### INSTRUCTIONS TO FOLLOW
What you give back should be exactly the opening lines of the data, ending with the line that contains "TARGET: the flowing water" and including it.

+---+

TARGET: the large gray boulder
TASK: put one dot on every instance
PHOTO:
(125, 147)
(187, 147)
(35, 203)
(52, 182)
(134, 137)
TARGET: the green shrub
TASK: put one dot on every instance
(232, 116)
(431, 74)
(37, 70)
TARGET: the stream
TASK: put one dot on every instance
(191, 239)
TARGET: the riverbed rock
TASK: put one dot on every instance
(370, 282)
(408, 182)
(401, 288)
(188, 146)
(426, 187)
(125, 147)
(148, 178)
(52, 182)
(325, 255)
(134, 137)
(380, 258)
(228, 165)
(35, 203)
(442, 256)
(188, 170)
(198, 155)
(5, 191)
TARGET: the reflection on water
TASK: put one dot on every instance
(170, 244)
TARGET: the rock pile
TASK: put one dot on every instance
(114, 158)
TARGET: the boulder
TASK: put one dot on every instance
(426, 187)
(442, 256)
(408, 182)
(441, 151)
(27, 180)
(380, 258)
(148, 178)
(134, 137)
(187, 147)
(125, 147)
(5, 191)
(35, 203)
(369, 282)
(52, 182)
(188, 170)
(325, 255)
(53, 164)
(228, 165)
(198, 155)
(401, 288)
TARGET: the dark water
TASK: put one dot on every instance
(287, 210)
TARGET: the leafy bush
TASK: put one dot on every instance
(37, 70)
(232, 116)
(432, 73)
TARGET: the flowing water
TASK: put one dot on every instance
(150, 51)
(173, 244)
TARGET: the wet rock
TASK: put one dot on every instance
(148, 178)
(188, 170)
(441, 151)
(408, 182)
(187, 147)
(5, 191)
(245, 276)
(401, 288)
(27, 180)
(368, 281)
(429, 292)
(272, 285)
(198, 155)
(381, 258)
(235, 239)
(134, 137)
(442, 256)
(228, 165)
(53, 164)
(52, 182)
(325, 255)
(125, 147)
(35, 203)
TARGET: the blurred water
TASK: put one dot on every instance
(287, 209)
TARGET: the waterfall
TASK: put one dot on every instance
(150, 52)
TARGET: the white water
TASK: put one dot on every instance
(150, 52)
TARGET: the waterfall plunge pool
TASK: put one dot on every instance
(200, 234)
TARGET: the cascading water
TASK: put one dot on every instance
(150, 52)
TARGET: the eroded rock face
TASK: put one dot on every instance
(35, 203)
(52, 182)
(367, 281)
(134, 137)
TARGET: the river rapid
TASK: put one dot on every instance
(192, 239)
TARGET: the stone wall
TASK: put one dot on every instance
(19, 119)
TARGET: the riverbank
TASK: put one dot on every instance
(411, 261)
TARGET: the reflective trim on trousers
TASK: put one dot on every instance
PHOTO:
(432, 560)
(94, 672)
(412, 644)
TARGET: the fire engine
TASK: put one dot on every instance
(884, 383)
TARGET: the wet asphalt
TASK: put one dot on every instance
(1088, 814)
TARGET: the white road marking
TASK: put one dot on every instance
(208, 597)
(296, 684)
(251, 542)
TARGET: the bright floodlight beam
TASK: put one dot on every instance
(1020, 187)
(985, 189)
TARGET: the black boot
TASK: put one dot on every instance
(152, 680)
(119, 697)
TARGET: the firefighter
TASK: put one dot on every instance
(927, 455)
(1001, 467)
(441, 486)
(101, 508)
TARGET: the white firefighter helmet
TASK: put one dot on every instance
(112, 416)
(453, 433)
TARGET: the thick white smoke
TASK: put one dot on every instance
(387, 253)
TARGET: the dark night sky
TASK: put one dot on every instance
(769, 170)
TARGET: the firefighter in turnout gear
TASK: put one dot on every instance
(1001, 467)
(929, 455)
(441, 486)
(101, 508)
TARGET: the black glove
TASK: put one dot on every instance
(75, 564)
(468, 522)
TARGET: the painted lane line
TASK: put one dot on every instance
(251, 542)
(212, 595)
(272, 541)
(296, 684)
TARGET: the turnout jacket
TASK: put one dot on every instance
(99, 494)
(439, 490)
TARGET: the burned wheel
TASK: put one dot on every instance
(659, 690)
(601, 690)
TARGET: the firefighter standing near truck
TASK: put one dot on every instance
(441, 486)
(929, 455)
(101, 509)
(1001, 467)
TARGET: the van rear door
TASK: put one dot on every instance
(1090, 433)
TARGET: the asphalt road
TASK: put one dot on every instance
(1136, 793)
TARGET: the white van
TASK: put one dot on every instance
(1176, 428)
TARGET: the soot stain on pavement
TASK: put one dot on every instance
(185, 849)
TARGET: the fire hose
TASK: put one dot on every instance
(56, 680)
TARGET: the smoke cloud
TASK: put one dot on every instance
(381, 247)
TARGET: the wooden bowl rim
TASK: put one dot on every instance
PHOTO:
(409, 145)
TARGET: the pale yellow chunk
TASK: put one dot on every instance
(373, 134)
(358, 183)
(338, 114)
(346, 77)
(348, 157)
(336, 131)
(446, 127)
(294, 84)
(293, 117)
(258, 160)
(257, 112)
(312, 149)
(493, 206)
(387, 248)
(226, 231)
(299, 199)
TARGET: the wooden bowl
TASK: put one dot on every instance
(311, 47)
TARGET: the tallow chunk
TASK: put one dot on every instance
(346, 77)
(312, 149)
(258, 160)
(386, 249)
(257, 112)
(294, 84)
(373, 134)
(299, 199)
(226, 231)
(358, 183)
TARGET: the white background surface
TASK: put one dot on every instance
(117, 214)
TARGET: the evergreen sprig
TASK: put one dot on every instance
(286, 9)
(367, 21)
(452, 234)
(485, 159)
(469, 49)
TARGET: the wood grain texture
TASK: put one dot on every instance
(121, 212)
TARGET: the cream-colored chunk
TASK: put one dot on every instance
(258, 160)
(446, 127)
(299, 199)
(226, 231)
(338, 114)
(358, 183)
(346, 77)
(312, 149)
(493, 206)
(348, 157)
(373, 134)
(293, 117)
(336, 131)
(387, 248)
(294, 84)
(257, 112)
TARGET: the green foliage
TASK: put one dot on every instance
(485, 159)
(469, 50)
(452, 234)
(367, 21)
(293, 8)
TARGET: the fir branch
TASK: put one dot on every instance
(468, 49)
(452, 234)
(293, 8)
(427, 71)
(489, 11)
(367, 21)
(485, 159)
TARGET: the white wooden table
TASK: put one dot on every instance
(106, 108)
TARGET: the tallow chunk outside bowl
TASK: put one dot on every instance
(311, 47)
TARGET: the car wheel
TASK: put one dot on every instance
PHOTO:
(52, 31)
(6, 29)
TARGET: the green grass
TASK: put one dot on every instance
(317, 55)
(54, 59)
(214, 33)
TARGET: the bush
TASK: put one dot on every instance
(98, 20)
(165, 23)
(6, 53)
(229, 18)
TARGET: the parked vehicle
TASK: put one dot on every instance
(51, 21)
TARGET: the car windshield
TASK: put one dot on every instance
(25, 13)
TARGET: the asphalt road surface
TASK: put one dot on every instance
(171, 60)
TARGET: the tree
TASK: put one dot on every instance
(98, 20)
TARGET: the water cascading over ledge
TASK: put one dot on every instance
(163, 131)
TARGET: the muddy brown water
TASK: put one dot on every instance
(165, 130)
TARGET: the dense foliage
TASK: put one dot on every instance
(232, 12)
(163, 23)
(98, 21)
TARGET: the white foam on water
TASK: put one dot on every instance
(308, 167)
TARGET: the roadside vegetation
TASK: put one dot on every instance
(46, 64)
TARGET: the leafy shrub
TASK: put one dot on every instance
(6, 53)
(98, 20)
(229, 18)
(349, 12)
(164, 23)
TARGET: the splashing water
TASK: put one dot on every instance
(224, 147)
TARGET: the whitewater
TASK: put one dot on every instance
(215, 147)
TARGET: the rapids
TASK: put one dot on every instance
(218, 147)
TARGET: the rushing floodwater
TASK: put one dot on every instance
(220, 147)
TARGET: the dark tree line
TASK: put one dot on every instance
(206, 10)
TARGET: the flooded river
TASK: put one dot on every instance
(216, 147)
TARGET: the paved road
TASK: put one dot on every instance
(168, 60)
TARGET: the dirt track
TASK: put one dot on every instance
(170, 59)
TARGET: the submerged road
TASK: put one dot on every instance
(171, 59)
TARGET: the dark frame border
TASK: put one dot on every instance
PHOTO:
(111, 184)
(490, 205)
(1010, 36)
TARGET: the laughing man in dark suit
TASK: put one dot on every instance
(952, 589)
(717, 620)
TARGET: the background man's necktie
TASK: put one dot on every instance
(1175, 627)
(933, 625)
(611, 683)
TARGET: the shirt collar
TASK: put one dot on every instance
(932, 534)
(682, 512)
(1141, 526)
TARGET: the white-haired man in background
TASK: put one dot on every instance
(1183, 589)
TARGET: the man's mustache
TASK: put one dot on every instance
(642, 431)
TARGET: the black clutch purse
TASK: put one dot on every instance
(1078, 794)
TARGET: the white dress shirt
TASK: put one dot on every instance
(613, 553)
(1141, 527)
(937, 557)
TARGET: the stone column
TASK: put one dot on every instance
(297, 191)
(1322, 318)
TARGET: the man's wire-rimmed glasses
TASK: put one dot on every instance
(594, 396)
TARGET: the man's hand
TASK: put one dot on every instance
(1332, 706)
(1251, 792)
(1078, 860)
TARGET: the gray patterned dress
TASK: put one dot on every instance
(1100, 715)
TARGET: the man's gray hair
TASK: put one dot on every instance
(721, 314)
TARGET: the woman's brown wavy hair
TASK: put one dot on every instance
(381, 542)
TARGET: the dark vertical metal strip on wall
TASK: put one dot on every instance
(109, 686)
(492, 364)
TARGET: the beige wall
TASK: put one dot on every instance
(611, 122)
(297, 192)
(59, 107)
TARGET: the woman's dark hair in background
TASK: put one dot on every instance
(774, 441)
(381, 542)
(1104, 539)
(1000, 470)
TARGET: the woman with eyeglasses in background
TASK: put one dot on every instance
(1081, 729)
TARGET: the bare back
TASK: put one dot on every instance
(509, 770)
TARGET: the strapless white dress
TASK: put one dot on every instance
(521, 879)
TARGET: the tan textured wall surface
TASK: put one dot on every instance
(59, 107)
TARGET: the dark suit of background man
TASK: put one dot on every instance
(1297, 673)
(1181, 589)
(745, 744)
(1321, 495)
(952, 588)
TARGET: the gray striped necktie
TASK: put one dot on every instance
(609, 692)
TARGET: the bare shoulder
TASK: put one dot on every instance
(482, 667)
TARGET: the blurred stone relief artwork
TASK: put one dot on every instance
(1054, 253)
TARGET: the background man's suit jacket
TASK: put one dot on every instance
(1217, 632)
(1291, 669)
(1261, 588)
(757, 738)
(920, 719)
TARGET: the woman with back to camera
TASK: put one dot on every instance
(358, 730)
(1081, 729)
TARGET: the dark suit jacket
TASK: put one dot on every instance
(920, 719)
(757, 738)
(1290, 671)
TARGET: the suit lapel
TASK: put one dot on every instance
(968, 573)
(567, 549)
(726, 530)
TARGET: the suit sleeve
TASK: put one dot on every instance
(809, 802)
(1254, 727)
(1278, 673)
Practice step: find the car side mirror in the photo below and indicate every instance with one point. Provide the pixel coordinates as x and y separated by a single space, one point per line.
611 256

+---+

### EXPECTED ANSWER
TARGET: the large gray boulder
TASK: put one dot on every instance
PHOTO:
(125, 147)
(187, 147)
(35, 203)
(52, 182)
(134, 137)
TARGET: the green shrub
TASK: put one dot on every instance
(232, 116)
(431, 74)
(37, 70)
TARGET: the stream
TASK: put one dot on every instance
(191, 239)
TARGET: the riverbed rock
TASK: put one dot on every instance
(370, 282)
(408, 182)
(401, 288)
(188, 146)
(426, 187)
(125, 147)
(148, 178)
(52, 182)
(325, 255)
(134, 137)
(380, 258)
(228, 165)
(35, 203)
(442, 256)
(188, 170)
(198, 155)
(5, 191)
TARGET: the reflection on water
TASK: put one dot on every instance
(170, 244)
TARGET: the rock pile
TASK: put one dot on every instance
(114, 158)
TARGET: the boulder
TASK: put one dot on every instance
(426, 187)
(442, 256)
(408, 182)
(441, 151)
(27, 180)
(380, 258)
(148, 178)
(134, 137)
(187, 147)
(125, 147)
(5, 191)
(35, 203)
(369, 282)
(52, 182)
(188, 170)
(325, 255)
(53, 164)
(228, 165)
(198, 155)
(401, 288)
TARGET: the dark water
TASK: put one dot on every instance
(287, 210)
TARGET: the leafy bush
TASK: put one dot on every instance
(37, 70)
(232, 116)
(432, 73)
TARGET: the flowing water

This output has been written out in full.